Request 1
Count how many lines of the records contain the word "shrub". Reply with only the number.

- official logo
- Founded: 1991
- Location: Valencia, Spain
- Principal conductor: Joan Cerveró
- Website: www.grupinstrumental.com

= Grup Instrumental de València =

The Grup Instrumental de València (unofficial English title: Valencia Instrumental Group) is a Spanish contemporary music ensemble created in 1991. Subsidized by the Ministry of Culture and sponsored by the Generalitat Valenciana through the Valencian Music Institute (IVM), it is the permanent resident ensemble of the Ensems Festival and a regular in the Alicante Festival.

In 2005 it was awarded the Music National Prize for its work in investigating and recovering the 20th century's musical repertory, through its participation in the concerts offered in the Cervantes Institutes' cycle "The exile of the Spanish culture″.

(Pointing dataset records)
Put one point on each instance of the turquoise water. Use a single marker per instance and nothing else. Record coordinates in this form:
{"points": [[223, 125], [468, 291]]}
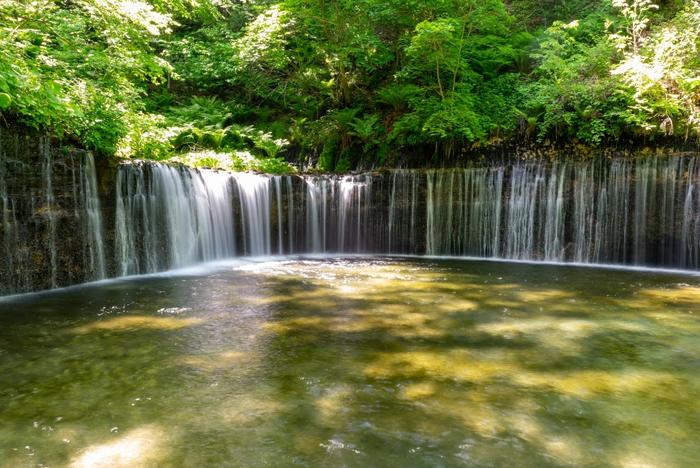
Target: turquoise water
{"points": [[356, 362]]}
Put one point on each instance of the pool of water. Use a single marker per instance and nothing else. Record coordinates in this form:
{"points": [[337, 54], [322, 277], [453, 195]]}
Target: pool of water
{"points": [[356, 362]]}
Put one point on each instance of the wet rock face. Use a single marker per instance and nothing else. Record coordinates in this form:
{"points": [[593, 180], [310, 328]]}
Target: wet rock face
{"points": [[50, 221]]}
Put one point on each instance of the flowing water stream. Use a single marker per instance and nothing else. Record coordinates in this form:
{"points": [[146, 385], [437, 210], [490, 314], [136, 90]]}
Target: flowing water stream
{"points": [[355, 362]]}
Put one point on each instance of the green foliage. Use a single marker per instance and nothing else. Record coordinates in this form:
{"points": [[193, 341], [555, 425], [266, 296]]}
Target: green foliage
{"points": [[232, 84]]}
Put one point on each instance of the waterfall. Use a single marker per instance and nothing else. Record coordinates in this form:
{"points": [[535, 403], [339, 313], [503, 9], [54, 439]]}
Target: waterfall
{"points": [[48, 209], [170, 217], [642, 211], [255, 199], [93, 230]]}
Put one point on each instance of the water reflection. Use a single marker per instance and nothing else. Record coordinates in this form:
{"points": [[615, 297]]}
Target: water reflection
{"points": [[356, 362]]}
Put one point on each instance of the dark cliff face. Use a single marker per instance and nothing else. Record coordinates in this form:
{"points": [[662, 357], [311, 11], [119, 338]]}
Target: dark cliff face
{"points": [[67, 219], [49, 214]]}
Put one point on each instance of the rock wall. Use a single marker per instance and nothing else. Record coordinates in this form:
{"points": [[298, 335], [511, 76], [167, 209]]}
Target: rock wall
{"points": [[51, 231]]}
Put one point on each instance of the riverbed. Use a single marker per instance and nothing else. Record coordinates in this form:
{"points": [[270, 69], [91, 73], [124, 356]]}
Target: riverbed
{"points": [[355, 361]]}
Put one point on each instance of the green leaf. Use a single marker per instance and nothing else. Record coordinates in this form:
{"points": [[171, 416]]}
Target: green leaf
{"points": [[5, 100]]}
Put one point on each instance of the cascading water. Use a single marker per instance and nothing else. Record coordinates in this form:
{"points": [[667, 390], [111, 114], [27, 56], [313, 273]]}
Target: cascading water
{"points": [[170, 217], [644, 212], [51, 231], [620, 211]]}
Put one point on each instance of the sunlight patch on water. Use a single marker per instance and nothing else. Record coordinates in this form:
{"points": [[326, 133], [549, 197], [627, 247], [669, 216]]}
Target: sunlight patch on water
{"points": [[138, 322], [139, 447]]}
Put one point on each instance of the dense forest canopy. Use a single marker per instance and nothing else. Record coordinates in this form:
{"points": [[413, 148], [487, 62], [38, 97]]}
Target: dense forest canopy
{"points": [[337, 83]]}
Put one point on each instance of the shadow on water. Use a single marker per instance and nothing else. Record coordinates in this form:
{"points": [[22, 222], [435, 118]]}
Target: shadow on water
{"points": [[386, 362]]}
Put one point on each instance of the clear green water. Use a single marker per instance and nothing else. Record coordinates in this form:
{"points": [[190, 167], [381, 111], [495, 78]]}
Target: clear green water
{"points": [[356, 362]]}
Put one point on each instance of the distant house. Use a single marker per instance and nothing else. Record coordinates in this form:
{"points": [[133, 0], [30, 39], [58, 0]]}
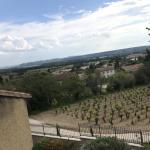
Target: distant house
{"points": [[135, 57], [132, 68], [107, 71]]}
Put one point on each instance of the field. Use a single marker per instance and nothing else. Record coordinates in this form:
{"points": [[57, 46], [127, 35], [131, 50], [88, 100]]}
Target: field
{"points": [[129, 108]]}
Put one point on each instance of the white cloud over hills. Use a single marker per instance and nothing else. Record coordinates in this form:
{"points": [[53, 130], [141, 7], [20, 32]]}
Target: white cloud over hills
{"points": [[117, 25]]}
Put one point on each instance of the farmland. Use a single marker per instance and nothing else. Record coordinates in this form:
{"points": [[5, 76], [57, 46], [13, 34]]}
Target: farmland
{"points": [[128, 108]]}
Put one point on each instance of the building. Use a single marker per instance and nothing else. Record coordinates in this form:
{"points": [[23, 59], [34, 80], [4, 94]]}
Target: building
{"points": [[15, 131], [132, 68], [107, 71], [135, 57]]}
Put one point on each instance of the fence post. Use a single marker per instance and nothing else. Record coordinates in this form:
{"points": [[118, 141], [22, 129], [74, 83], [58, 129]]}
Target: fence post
{"points": [[79, 129], [43, 129], [57, 130], [99, 131], [91, 131], [141, 137], [115, 132]]}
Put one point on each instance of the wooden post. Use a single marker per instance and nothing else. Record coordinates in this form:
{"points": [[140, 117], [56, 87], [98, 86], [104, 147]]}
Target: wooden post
{"points": [[115, 132], [99, 131], [141, 137], [91, 131], [57, 130], [79, 129], [43, 129]]}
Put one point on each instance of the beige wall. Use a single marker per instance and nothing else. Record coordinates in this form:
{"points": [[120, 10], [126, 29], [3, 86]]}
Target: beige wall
{"points": [[14, 126]]}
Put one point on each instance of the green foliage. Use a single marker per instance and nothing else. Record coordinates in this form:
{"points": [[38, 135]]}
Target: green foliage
{"points": [[44, 90], [74, 88], [55, 145], [121, 81], [105, 144]]}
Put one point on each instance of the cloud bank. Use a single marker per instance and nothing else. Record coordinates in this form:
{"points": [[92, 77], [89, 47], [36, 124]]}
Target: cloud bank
{"points": [[116, 25]]}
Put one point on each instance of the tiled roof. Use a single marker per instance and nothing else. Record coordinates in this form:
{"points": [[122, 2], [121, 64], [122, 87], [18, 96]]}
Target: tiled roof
{"points": [[132, 68], [5, 93]]}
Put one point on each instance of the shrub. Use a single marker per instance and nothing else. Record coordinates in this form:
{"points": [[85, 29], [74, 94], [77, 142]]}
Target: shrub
{"points": [[55, 145], [106, 144]]}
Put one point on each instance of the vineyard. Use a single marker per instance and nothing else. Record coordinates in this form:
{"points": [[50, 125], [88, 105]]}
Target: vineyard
{"points": [[123, 109]]}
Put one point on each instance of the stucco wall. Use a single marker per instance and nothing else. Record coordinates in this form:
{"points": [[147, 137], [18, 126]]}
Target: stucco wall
{"points": [[14, 126]]}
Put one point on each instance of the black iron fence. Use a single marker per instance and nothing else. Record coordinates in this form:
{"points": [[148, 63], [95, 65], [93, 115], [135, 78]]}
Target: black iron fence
{"points": [[129, 135]]}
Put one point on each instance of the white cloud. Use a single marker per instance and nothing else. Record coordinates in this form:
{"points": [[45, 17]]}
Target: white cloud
{"points": [[117, 25], [12, 44]]}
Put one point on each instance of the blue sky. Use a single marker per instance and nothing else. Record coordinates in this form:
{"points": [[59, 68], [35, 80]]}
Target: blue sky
{"points": [[33, 10], [33, 30]]}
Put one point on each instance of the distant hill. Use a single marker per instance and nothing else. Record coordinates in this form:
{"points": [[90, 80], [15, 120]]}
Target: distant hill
{"points": [[113, 53]]}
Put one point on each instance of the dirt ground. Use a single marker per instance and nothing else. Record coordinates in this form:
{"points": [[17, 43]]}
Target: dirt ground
{"points": [[50, 117]]}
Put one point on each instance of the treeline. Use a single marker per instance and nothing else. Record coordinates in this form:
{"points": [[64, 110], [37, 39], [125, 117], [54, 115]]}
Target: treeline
{"points": [[122, 80], [48, 91]]}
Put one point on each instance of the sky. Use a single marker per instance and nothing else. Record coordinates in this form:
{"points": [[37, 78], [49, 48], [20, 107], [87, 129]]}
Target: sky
{"points": [[32, 30]]}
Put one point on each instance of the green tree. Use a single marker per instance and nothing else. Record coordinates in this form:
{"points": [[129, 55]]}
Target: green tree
{"points": [[44, 90], [105, 144]]}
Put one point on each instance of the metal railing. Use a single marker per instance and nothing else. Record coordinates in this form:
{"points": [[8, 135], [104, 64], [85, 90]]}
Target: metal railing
{"points": [[129, 135]]}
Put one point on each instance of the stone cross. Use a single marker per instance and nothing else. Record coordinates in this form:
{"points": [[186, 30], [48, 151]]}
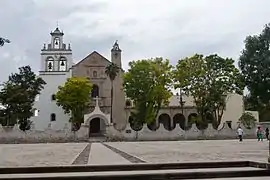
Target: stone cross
{"points": [[97, 99]]}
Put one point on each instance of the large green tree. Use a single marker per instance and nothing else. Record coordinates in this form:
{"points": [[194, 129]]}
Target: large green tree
{"points": [[254, 63], [74, 98], [112, 70], [18, 96], [208, 80], [147, 83], [3, 41]]}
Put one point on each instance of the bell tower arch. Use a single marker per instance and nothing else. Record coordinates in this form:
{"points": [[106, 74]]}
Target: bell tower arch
{"points": [[55, 68]]}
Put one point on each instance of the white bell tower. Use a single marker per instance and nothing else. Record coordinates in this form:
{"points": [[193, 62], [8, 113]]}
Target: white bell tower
{"points": [[56, 63]]}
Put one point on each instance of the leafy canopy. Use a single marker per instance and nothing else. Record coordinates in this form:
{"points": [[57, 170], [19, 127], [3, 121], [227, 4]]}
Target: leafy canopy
{"points": [[18, 96], [112, 70], [248, 120], [208, 80], [254, 63], [3, 41], [147, 83], [74, 98]]}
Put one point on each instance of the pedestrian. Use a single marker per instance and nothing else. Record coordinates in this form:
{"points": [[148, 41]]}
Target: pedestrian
{"points": [[267, 133], [259, 134], [240, 133]]}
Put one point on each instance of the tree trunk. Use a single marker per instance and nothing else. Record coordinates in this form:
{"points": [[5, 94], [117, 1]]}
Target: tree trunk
{"points": [[111, 119]]}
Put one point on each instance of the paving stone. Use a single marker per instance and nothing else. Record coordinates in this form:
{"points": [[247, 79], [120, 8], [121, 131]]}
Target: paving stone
{"points": [[39, 154], [100, 154], [195, 151]]}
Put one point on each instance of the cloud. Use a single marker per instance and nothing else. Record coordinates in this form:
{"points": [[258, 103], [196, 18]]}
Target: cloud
{"points": [[145, 28]]}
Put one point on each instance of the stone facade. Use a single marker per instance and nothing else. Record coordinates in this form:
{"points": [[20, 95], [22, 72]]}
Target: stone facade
{"points": [[56, 62], [14, 135], [93, 68]]}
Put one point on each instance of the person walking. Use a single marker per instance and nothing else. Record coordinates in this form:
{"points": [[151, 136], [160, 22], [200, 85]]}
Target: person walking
{"points": [[267, 133], [259, 134], [240, 133]]}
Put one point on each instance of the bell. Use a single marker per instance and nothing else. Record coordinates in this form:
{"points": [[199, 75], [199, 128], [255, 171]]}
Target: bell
{"points": [[50, 65]]}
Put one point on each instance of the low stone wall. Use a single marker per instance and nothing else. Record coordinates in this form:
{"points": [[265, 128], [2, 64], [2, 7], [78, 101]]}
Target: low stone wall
{"points": [[15, 135], [145, 134], [12, 135]]}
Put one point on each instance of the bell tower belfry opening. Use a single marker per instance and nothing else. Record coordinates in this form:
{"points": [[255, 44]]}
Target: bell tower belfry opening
{"points": [[56, 56], [55, 68]]}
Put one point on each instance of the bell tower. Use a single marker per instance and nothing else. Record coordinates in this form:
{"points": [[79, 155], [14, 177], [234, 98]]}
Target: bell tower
{"points": [[118, 93], [55, 68], [56, 56]]}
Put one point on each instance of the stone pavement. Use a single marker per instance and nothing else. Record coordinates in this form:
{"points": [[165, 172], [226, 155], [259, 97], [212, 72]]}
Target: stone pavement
{"points": [[132, 152], [196, 151]]}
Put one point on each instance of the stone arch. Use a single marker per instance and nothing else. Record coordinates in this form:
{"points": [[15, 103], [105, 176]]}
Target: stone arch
{"points": [[101, 116], [165, 119], [95, 91], [191, 119], [62, 66], [179, 119], [153, 126], [49, 65], [97, 125], [53, 117], [135, 127]]}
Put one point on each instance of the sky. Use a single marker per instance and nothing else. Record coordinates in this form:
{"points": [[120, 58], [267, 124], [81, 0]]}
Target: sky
{"points": [[171, 29]]}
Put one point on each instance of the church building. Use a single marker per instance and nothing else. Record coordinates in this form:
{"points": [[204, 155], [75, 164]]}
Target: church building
{"points": [[57, 65]]}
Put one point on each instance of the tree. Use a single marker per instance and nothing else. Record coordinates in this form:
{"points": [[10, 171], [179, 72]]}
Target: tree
{"points": [[74, 98], [248, 120], [18, 96], [254, 64], [208, 80], [147, 84], [3, 41], [112, 70]]}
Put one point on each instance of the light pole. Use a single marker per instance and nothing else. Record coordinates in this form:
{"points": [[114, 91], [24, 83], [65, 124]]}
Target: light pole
{"points": [[269, 151], [3, 41], [182, 103]]}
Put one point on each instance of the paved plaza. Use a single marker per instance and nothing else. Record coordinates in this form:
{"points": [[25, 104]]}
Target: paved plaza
{"points": [[132, 152]]}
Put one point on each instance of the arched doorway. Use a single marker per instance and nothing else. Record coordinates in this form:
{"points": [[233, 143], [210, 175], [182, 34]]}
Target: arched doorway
{"points": [[179, 119], [165, 120], [95, 91], [94, 126], [97, 127]]}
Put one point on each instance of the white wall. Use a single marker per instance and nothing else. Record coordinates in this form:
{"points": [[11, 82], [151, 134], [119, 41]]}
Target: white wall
{"points": [[46, 106]]}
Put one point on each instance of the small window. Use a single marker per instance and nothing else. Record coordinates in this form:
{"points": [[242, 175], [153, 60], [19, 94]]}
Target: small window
{"points": [[53, 118], [128, 103], [53, 97], [94, 73]]}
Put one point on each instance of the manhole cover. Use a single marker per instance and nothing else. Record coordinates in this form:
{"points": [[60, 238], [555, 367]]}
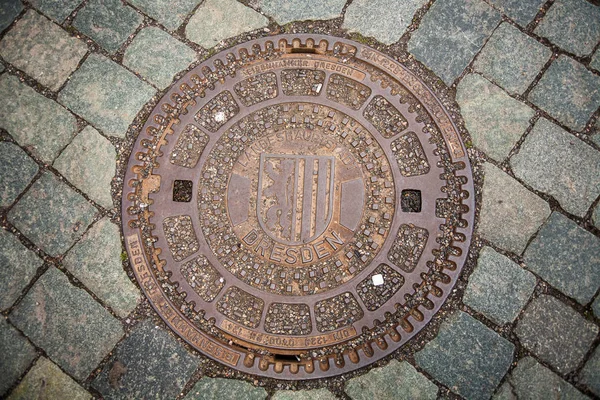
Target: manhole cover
{"points": [[298, 206]]}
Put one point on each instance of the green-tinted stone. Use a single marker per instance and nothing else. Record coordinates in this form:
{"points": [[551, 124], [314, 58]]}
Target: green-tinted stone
{"points": [[512, 59], [169, 13], [467, 357], [495, 120], [106, 94], [373, 18], [498, 288], [89, 164], [52, 215], [224, 389], [17, 355], [510, 214], [149, 363], [96, 262], [72, 328], [108, 22], [555, 333], [18, 265], [566, 256], [157, 56], [568, 92], [553, 161], [42, 49], [34, 121], [383, 383], [573, 25], [216, 20], [18, 169], [46, 381], [285, 11], [450, 35]]}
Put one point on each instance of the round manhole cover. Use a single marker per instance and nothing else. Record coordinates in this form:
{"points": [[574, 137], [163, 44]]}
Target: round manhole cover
{"points": [[298, 206]]}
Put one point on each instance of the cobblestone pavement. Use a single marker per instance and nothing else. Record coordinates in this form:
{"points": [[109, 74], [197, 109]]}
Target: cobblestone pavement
{"points": [[74, 78]]}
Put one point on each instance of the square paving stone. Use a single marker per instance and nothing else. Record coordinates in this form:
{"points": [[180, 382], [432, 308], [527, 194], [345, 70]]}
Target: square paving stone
{"points": [[96, 262], [510, 214], [18, 169], [450, 35], [34, 121], [553, 161], [373, 18], [285, 11], [512, 59], [17, 355], [42, 49], [467, 357], [89, 164], [72, 328], [46, 381], [19, 266], [52, 215], [520, 11], [498, 288], [495, 120], [567, 257], [106, 94], [555, 333], [148, 364], [382, 383], [108, 22], [219, 388], [216, 20], [169, 13], [573, 25], [568, 92], [157, 56]]}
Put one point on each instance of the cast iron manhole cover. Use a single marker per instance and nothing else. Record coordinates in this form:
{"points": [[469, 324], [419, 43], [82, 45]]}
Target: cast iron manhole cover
{"points": [[298, 206]]}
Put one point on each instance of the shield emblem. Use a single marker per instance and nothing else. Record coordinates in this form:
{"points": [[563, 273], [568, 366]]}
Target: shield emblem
{"points": [[295, 196]]}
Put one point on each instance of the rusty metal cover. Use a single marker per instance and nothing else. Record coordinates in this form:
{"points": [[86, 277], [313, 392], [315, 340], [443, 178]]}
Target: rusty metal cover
{"points": [[298, 206]]}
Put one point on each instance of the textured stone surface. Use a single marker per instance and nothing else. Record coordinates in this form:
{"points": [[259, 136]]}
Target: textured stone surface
{"points": [[498, 288], [568, 91], [157, 56], [108, 22], [467, 357], [67, 322], [510, 214], [450, 35], [373, 18], [169, 13], [149, 363], [512, 59], [40, 215], [566, 256], [18, 265], [219, 388], [46, 381], [106, 94], [18, 169], [17, 355], [216, 20], [495, 120], [555, 333], [573, 25], [96, 262], [42, 49], [284, 11], [394, 381], [553, 161], [34, 121], [89, 164]]}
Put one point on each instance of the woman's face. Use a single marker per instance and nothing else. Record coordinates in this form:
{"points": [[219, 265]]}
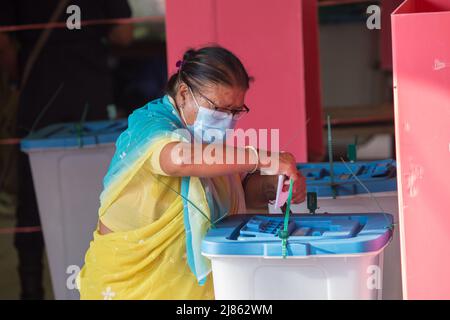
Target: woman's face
{"points": [[222, 96]]}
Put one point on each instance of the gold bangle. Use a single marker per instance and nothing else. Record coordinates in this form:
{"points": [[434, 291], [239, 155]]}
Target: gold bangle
{"points": [[257, 157]]}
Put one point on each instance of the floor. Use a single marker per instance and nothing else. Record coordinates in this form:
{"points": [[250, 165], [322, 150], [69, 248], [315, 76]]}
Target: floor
{"points": [[9, 279]]}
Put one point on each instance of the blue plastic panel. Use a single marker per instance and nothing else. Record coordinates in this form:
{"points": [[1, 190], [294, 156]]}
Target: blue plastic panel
{"points": [[325, 234], [71, 135], [377, 176]]}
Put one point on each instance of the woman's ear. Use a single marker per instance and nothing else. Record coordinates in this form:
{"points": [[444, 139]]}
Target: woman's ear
{"points": [[182, 94]]}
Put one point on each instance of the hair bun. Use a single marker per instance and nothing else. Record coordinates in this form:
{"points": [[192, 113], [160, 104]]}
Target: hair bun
{"points": [[189, 54]]}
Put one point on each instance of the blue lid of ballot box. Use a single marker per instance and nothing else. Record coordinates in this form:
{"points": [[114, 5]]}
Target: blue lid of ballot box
{"points": [[325, 234], [377, 176], [74, 135]]}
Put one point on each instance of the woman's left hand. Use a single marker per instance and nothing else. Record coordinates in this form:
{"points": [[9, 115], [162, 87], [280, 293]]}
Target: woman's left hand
{"points": [[299, 189]]}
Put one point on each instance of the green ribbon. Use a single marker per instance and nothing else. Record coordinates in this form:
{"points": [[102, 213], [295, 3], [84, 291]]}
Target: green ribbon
{"points": [[284, 234]]}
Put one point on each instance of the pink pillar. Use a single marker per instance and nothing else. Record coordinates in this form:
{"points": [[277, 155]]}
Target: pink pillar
{"points": [[387, 7], [421, 61], [277, 43]]}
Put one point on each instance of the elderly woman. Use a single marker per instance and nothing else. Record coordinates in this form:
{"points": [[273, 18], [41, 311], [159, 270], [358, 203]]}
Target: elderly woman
{"points": [[159, 199]]}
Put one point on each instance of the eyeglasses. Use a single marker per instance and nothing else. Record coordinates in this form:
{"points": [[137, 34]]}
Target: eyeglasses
{"points": [[222, 112]]}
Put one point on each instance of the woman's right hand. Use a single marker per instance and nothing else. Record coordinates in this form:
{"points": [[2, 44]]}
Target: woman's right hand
{"points": [[284, 163]]}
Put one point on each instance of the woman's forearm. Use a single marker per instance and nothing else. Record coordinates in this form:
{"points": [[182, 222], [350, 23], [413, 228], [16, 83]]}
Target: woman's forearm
{"points": [[259, 190], [183, 159]]}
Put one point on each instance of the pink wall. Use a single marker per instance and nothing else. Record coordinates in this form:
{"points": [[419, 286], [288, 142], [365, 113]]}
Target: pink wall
{"points": [[270, 40], [421, 60], [387, 7]]}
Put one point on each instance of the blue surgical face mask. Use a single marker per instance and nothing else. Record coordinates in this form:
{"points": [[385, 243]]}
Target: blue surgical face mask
{"points": [[210, 125]]}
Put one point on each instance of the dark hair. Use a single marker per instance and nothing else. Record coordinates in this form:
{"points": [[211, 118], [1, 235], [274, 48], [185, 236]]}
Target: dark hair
{"points": [[208, 65]]}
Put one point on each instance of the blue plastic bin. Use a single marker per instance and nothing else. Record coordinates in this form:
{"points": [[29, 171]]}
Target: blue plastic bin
{"points": [[68, 162], [338, 256]]}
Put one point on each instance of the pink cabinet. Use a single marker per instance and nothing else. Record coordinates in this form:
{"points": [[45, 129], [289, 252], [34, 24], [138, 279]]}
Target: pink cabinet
{"points": [[278, 44], [421, 61]]}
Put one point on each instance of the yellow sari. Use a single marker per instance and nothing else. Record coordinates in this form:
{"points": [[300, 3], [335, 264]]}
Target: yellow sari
{"points": [[146, 256]]}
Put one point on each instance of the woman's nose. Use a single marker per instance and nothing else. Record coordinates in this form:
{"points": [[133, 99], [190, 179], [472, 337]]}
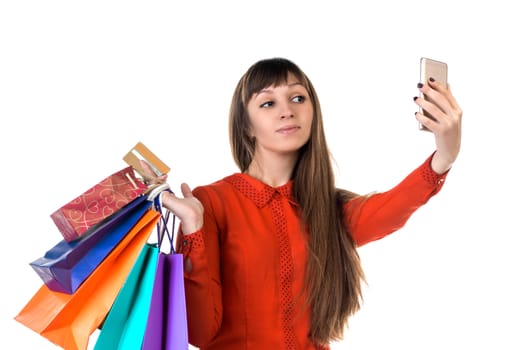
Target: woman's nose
{"points": [[286, 111]]}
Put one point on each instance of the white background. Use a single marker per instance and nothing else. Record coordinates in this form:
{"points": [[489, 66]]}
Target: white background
{"points": [[82, 82]]}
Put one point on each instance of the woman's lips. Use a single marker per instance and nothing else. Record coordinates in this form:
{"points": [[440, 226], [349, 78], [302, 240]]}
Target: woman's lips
{"points": [[288, 129]]}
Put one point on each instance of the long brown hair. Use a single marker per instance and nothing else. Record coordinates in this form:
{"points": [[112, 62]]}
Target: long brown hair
{"points": [[333, 272]]}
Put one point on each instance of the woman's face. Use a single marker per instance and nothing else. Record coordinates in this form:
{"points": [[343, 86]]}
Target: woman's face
{"points": [[281, 118]]}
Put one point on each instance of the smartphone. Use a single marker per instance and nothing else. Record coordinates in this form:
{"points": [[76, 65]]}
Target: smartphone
{"points": [[430, 68]]}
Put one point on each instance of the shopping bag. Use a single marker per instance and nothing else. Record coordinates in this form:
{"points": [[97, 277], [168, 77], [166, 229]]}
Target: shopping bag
{"points": [[64, 267], [96, 204], [68, 320], [167, 326], [125, 324]]}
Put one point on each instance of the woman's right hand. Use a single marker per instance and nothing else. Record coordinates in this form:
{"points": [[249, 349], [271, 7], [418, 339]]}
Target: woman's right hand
{"points": [[188, 208]]}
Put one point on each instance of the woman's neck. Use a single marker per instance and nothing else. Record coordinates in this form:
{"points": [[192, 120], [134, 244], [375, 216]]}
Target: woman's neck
{"points": [[275, 173]]}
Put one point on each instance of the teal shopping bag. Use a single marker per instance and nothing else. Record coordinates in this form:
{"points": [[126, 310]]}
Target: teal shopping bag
{"points": [[125, 324]]}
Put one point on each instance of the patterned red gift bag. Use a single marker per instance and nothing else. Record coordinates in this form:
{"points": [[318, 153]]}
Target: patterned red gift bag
{"points": [[75, 218]]}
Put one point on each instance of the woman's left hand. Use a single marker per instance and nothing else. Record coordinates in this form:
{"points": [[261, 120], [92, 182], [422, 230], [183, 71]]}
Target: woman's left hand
{"points": [[447, 124]]}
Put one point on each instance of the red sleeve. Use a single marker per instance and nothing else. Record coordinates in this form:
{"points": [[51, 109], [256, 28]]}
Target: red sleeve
{"points": [[372, 217], [202, 281]]}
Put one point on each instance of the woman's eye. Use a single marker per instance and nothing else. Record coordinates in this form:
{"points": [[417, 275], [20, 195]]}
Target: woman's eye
{"points": [[266, 104], [298, 99]]}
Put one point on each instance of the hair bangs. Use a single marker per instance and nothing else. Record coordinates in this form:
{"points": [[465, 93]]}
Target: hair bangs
{"points": [[270, 72]]}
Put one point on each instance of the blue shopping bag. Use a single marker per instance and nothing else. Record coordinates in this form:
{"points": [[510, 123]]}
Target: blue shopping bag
{"points": [[64, 267]]}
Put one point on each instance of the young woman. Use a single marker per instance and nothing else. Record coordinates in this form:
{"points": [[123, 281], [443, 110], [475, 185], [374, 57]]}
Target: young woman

Request 2
Return the passage from the text on the Grup Instrumental de València, verbatim, starting at "- official logo" and ending at "the Alicante Festival.".

Output 1
2

Output 2
- official logo
- Founded: 1991
- Location: Valencia, Spain
- Principal conductor: Joan Cerveró
- Website: www.grupinstrumental.com

= Grup Instrumental de València =

The Grup Instrumental de València (unofficial English title: Valencia Instrumental Group) is a Spanish contemporary music ensemble created in 1991. Subsidized by the Ministry of Culture and sponsored by the Generalitat Valenciana through the Valencian Music Institute (IVM), it is the permanent resident ensemble of the Ensems Festival and a regular in the Alicante Festival.